_Actions to take_
a. List every personal name or pen name that appears in the excerpt about single women becoming mothers.
b. Reproduce, character for character, the stretch of the excerpt about single women becoming mothers from "In fact, the" through "from its bank.".

***** Supplied text *****

In fact, the social science research overwhelmingly shows that there’s little or no significant difference between kids raised by same-sex and opposite-sex parents.

Curtsy: Echidne.

Children Don’t Always Need Their Biological Fathers

Posted by Ampersand | August 11th, 2006

From a news story about “single women choosing to become single moms”:

Elkins, like many women her age, felt the pressures of wanting a child but realized that in the modern age she didn’t need a relationship with a man to make her dream possible. So she turned to an anonymous sperm donor to make her a mom.

[…] Places like California Cryobank, one of the largest sperm banks in the country, reports that single women make up 32 percent of the clients who buy sperm from its bank.

Fertility centers like those at New York University were originally set up for infertile couples. Now doctors consult with a growing number of single women looking to tackle motherhood alone.

“We’re definitely seeing more single women,” said Dr. Shelley Lee, a clinical psychologist and director of psychological services at NYU. “And particularly women who are professional women[…]”

***** Extracted material *****

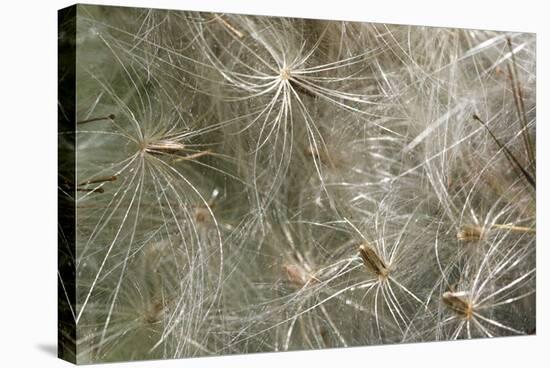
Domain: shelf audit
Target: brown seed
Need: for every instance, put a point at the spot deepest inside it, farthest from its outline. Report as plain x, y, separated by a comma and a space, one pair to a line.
470, 233
457, 302
372, 260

*****

_Per-task outputs_
a. Echidne, Ampersand, Elkins, Dr. Shelley Lee

b.
In fact, the social science research overwhelmingly shows that there’s little or no significant difference between kids raised by same-sex and opposite-sex parents.

Curtsy: Echidne.

Children Don’t Always Need Their Biological Fathers

Posted by Ampersand | August 11th, 2006

From a news story about “single women choosing to become single moms”:

Elkins, like many women her age, felt the pressures of wanting a child but realized that in the modern age she didn’t need a relationship with a man to make her dream possible. So she turned to an anonymous sperm donor to make her a mom.

[…] Places like California Cryobank, one of the largest sperm banks in the country, reports that single women make up 32 percent of the clients who buy sperm from its bank.